§ **Source document**

┌──

Nothing will ever happen in the CN corridor in terms of VIA upgrades ever again. They tried in 2001. It was a financial disaster that had CN overcharge VIA up to 800% for some track sidings so that CN trains could stop for VIA trains. CN then purposefully lengthened all their trains so they couldnt fit in those sidings, forcing VIA to stop instead. Basically CN tricked VIA to pay for sidings that would slow the VIA network down.
This is what we are dealing with in the CN corridor. Captialists. They will do anything and everything to advance their bottom line. We would be idiots to do anything involving CN again.
The use of the CN route as an effective passenger service ended years ago, on November 17th, 1995, when the government owned crown corporation CN rail was sold off and privatized.
Ever since then, the CN mainline will be nothing more but a milk run for local communities.
You are taking a valid point and stretching it a bit hyperbolically.
Let's imagine that the government changes, and the new government has no interest or money to build HxAnything.
I would definitely expect CN to go to VIA/Ottawa and say, "Look, we've been really patient with you for a decade or more while you debated what to do about the Corridor.... but now that you've decided against any alternative investment, we have to draw the line. And our business has grown such that we can't even maintain the service commitment that has been in place for the past 15ish years".
Does the government then say, "OK, VIA, better start cutting service back to whatever level CN can offer" ?
Does the government say to CN, "OK, we can't afford umpteen billions for a new line, but we have a small amount available to add a little track to your line to ease the conflict....how about we restart what we were attempting in 2008 but with a little more rigour" ?
Does the government say to CN, "You've had it easy up til now.... but we need this service so suck it up while we study some more....and play nicer" ?
PS Does the government go to Air Canada, Westjet, Porter and others and say, “OK we are killing VIA, how many new gates do you need us to add?” ?
We seem to have fallen into framing the potential scenario for a new government as having no skin in the game and being able to painlessly kill the procurement with no Plan B. I don't see that as how things will play out. This will be a dilemma for a new government, regardless of their past positions or idle pronouncements while in opposition.

└──

§ **Dataset content**
┌──

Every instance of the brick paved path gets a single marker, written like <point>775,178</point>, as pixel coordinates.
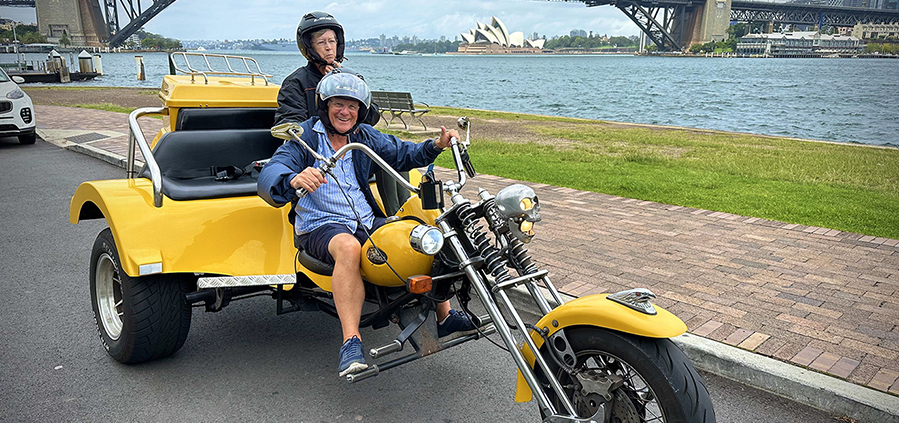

└──

§ **Tasks to carry out**
[A] Return the passage of the CN corridor discussion that begins at the words "You are taking" and stops after "to build HxAnything.".
[B] In the CN corridor discussion, why did VIA trains, rather than CN trains, end up stopping in the sidings that VIA paid for? Answer in one to three sentences.
The listing plays no part in this work.

§ **Solutions in order**
[A]
You are taking a valid point and stretching it a bit hyperbolically.
Let's imagine that the government changes, and the new government has no interest or money to build HxAnything.

[B] CN deliberately lengthened its trains so they no longer fit in those sidings, which forced VIA trains to stop in them instead. VIA therefore paid for sidings that slowed its own network down.